Data to use below:

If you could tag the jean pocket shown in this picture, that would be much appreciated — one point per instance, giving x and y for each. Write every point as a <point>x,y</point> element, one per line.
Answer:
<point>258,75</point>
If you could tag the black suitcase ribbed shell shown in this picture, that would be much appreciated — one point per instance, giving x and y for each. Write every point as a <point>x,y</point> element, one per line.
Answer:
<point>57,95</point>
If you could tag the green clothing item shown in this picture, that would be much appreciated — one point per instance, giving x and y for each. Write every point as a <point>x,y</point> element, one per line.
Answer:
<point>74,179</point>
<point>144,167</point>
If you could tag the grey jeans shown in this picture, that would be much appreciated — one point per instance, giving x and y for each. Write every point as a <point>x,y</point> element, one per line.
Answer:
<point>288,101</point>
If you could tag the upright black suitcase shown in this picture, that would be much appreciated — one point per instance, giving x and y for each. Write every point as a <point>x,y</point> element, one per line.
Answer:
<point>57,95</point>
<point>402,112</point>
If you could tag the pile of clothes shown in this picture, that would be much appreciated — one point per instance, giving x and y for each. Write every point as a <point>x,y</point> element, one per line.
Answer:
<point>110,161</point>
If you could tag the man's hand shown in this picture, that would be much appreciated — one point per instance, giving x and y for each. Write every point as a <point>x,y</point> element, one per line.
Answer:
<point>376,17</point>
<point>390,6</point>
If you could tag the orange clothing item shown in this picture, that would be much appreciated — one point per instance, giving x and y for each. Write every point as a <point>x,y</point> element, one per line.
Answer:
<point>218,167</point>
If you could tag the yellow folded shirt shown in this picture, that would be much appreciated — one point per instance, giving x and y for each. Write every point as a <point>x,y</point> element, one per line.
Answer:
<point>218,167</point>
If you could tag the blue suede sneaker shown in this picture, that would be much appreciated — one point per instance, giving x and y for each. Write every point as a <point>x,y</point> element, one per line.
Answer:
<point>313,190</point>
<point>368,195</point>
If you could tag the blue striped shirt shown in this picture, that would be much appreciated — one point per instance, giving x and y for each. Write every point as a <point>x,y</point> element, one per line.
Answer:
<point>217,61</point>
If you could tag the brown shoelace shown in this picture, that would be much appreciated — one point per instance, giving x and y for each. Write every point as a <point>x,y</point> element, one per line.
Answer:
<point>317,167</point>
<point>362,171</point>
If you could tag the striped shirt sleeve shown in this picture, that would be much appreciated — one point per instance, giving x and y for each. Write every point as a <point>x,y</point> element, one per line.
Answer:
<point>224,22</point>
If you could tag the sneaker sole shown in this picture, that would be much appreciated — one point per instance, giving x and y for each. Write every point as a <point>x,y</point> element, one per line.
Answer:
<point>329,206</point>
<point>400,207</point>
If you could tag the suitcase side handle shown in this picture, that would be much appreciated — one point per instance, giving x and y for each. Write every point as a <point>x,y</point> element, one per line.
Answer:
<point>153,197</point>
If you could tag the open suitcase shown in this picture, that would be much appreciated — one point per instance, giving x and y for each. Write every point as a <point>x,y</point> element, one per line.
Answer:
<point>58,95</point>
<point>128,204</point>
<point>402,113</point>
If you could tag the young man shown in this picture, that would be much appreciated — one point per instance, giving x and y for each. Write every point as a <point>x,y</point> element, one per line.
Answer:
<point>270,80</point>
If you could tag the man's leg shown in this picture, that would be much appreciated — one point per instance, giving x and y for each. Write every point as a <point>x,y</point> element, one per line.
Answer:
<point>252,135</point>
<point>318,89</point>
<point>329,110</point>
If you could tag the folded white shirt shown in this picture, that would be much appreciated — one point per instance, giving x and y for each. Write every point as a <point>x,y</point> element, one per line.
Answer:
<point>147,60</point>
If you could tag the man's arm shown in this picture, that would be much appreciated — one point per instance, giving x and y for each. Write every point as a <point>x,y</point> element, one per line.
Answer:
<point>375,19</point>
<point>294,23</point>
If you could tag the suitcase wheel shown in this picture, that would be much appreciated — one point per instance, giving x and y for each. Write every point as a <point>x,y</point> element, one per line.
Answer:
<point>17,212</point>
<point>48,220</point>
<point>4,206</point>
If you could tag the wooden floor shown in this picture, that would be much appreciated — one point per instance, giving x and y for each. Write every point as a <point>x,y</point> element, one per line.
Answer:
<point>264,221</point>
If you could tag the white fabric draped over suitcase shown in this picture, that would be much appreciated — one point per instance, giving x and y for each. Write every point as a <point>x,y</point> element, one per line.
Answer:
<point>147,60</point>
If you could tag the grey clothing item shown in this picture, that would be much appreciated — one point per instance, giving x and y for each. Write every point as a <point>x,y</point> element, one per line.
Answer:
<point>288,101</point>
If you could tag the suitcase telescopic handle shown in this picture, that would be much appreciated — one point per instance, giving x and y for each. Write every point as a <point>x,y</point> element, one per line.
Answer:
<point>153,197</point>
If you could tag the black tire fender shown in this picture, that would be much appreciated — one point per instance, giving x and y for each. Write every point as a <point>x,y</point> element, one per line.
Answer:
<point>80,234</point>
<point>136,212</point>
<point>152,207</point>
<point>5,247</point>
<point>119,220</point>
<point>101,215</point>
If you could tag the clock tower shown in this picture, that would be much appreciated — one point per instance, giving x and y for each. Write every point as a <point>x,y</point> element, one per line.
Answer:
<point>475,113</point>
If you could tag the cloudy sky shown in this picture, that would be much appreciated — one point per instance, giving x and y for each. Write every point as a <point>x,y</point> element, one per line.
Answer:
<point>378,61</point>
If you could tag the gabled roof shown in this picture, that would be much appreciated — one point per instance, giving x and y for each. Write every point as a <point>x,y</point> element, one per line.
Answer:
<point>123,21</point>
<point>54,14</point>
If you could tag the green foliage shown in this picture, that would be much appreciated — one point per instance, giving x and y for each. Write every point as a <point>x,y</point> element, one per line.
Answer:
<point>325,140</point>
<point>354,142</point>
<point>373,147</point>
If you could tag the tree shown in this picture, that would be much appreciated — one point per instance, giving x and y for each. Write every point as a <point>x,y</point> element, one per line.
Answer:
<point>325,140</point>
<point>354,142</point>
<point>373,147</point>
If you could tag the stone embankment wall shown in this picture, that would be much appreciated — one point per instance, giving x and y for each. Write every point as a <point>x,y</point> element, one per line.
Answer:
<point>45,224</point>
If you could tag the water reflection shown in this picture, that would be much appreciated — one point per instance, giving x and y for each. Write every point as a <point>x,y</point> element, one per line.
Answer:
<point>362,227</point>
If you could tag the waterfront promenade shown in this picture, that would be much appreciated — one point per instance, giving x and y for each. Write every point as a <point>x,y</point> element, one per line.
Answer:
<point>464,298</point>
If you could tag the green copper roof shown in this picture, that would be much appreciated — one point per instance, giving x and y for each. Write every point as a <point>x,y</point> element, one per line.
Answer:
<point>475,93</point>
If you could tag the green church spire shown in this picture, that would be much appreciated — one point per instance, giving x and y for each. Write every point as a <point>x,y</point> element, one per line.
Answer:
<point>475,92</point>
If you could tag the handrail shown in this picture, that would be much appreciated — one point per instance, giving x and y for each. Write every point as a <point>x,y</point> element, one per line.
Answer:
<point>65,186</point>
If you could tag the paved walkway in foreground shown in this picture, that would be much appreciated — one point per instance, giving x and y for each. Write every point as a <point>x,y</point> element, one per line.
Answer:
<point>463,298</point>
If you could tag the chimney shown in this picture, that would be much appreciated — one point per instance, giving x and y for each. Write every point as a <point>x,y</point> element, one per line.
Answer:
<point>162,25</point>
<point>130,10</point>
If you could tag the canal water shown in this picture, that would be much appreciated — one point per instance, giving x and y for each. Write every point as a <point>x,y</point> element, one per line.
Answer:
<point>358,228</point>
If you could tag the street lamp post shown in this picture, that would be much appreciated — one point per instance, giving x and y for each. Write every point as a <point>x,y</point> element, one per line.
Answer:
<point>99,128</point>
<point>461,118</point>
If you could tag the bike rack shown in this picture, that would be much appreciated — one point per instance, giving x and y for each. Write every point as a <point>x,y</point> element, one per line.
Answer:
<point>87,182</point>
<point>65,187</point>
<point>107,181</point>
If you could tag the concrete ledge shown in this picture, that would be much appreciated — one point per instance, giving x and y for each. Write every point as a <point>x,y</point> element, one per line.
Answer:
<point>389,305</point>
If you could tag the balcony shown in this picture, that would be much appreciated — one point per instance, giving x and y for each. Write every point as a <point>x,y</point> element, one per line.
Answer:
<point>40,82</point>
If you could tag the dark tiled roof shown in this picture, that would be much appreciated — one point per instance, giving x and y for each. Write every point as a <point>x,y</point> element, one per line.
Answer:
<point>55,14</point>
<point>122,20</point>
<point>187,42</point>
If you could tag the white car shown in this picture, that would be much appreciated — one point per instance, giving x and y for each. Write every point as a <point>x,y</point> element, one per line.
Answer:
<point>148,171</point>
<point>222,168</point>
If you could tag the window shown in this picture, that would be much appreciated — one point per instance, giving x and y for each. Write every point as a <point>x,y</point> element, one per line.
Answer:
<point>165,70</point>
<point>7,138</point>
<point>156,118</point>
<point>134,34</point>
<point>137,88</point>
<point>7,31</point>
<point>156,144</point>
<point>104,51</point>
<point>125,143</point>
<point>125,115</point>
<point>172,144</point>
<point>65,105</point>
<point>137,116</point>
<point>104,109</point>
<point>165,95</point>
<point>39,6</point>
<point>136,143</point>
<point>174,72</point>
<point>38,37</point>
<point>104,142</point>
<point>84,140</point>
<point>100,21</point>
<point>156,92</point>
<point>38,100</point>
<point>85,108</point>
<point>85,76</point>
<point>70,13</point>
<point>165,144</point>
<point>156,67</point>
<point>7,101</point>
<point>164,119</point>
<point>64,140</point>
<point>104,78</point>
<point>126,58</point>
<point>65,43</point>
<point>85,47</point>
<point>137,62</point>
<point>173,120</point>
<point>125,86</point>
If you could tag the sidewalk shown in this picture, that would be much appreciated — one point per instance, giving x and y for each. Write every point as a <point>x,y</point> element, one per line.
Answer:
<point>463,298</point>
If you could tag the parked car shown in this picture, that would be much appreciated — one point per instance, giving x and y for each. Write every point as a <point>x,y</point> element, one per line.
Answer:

End of Data to use.

== Work request ==
Search the entries for the word "grey" and pick out every line that holds it.

== Solution ==
If you could tag the grey jeans shown in this picture, that would be much appreciated — one point per instance, giving x and y for each. Write every point as a <point>x,y</point> element, one per line.
If you could tag the grey clothing item shown in this picture, that would be much appreciated — one point per instance, giving x and y for each. Write every point as a <point>x,y</point> element, one per line.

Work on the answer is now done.